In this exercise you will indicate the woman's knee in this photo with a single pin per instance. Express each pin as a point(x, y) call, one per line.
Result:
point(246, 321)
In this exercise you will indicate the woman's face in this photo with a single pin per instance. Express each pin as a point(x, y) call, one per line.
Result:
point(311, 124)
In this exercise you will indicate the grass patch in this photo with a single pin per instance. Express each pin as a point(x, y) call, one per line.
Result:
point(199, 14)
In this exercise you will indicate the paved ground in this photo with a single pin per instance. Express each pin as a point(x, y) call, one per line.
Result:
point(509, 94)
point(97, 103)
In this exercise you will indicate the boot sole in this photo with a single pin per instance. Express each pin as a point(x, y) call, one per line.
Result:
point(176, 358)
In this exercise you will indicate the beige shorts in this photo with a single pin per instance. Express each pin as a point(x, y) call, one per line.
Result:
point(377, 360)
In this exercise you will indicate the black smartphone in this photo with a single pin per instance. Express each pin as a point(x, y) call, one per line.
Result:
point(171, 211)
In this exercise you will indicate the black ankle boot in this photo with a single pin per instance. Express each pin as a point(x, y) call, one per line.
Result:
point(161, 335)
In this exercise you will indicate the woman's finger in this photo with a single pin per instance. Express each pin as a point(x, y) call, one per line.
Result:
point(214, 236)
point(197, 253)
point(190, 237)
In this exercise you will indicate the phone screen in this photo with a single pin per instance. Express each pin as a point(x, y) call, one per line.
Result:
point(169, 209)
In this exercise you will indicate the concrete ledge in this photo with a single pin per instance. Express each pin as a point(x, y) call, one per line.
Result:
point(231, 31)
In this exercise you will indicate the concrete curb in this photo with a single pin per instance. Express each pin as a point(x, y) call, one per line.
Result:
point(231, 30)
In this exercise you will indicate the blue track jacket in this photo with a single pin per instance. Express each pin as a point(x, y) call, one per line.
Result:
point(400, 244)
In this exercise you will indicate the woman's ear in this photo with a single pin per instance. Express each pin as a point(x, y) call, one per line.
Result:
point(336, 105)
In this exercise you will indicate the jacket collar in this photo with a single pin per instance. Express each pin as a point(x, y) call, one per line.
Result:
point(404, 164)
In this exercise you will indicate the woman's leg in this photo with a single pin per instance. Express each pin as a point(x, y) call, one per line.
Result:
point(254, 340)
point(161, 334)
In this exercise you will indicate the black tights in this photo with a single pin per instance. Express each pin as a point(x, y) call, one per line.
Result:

■ ■ ■ ■

Given instruction:
Write out the lines above word for word.

Result of this task:
In this exercise you will indicate the woman's knee in this photo with a single pin per instance. Express each pin as a point(x, y) call, one per line.
Result:
point(246, 321)
In this exercise you will indicate the woman's face in this photo with a single pin per instance. Express each pin as a point(x, y) call, one per line.
Result:
point(311, 124)
In this exercise you will indicate the grass patch in this photo with a single pin per instance. Express each pin as a point(x, y) call, one per line.
Result:
point(199, 14)
In this exercise you will indicate the paved ground in this photo with a single pin per instance. Express each pin as a point(x, y) call, one per line.
Result:
point(509, 94)
point(97, 103)
In this exercise you will indicate the boot sole in this photo with a single pin per instance. Express each pin as a point(x, y) call, one per line.
Result:
point(176, 358)
In this exercise you will indicate the beige shorts in this photo with a single pin per instance. Express each pin as a point(x, y) call, one per line.
Result:
point(377, 360)
In this exercise you will indicate the black smartphone in this photo with a single pin per instance. Express each pin as a point(x, y) call, one per line.
Result:
point(171, 211)
In this exercise you will indicate the black ankle boot in this photo with a single pin per instance. Express each pin as a point(x, y) call, one per line.
Result:
point(161, 335)
In this exercise you will indicate the woman's finger in this photo with a single pin per instance. Express each pin as a point(x, y) call, one per line.
Result:
point(214, 236)
point(197, 253)
point(190, 237)
In this exercise you will indicate the phone screen in this photo with a single pin per instance. Express each pin as a point(x, y) call, one per line.
Result:
point(169, 209)
In this exercise you will indicate the concrete ledge in this photo with a single pin per instance. Express each pin as a point(x, y) call, one per line.
Result:
point(231, 31)
In this exercise you will indicate the concrete curb in this photo with a single pin per instance. Express each pin as a point(x, y) call, one per line.
Result:
point(231, 30)
In this exercise you will indicate the blue track jacket in this photo with a single pin per instance. Express each pin as a point(x, y) call, one per line.
Result:
point(400, 244)
In this exercise you will indicate the woman's ear in this photo with a single pin per instance. Express each pin as a point(x, y) call, one per line.
Result:
point(336, 105)
In this exercise you will indicate the jacket collar in this photo with a single pin per instance. Express each pin as a point(x, y) call, one per line.
Result:
point(404, 164)
In this exercise you will indicate the woman's leg in this photo with a single pin per instance. Express each pin as a point(x, y) call, one per line.
Result:
point(254, 340)
point(161, 334)
In this exercise you will indicate the black tights in this photo with a single pin per instance. Express each pin as a point(x, y) call, one per line.
Result:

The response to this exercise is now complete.